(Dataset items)
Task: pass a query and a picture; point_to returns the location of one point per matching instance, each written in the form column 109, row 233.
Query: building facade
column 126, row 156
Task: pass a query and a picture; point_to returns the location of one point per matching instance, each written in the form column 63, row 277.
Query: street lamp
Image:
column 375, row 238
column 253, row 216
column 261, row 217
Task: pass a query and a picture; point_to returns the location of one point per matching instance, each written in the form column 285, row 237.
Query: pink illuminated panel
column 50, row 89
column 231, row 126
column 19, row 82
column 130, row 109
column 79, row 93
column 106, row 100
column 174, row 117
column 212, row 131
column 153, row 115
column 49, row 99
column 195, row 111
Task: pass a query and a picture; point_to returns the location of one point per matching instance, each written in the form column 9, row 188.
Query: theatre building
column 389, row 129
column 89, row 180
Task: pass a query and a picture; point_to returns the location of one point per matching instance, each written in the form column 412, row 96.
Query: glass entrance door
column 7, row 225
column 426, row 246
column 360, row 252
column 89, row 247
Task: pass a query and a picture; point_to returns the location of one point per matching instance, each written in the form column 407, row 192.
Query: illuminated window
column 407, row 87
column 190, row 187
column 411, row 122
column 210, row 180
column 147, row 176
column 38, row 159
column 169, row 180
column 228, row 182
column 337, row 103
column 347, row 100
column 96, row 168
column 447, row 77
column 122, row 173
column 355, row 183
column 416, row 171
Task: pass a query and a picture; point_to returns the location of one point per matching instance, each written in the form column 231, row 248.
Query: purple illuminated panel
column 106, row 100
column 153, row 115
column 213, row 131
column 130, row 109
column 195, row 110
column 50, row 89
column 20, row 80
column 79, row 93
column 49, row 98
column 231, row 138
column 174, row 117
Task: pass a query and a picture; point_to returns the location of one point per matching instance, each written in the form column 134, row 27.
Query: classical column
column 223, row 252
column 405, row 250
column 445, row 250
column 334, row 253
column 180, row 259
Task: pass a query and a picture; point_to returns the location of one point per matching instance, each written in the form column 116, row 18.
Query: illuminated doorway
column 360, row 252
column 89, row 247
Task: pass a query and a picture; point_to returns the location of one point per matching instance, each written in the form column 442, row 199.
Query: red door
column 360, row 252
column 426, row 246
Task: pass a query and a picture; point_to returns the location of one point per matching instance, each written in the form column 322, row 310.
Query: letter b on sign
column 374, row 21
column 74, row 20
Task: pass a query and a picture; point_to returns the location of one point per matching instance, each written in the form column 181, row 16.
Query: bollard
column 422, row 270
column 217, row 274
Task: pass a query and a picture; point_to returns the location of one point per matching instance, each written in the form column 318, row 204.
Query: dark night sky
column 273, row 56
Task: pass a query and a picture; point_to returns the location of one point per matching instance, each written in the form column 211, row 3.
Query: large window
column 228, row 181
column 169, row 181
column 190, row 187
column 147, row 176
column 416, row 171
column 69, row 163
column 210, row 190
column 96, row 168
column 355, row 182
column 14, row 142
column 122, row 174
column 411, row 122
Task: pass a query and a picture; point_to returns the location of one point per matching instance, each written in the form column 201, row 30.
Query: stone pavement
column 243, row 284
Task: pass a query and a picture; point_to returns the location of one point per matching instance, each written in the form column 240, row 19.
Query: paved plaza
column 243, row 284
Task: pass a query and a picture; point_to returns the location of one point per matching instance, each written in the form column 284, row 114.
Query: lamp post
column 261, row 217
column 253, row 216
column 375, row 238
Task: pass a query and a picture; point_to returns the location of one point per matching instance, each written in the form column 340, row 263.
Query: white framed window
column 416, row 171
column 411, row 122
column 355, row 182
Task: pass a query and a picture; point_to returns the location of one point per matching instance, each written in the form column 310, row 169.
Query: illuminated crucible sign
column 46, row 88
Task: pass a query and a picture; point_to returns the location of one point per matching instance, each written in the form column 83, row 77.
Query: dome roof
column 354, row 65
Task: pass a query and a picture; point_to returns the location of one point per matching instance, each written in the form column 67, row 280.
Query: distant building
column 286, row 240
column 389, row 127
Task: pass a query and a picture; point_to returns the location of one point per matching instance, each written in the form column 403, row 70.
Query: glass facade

● **Exercise description**
Using the records above, set down exactly the lines from the one with "Query: illuminated doorway" through the one with "442, row 199.", inclusive, and nothing more.

● **Solution for this problem**
Query: illuminated doorway
column 360, row 252
column 89, row 247
Task: pass a query and a picture; point_to returns the location of one point per matching instance, each written in the form column 442, row 199.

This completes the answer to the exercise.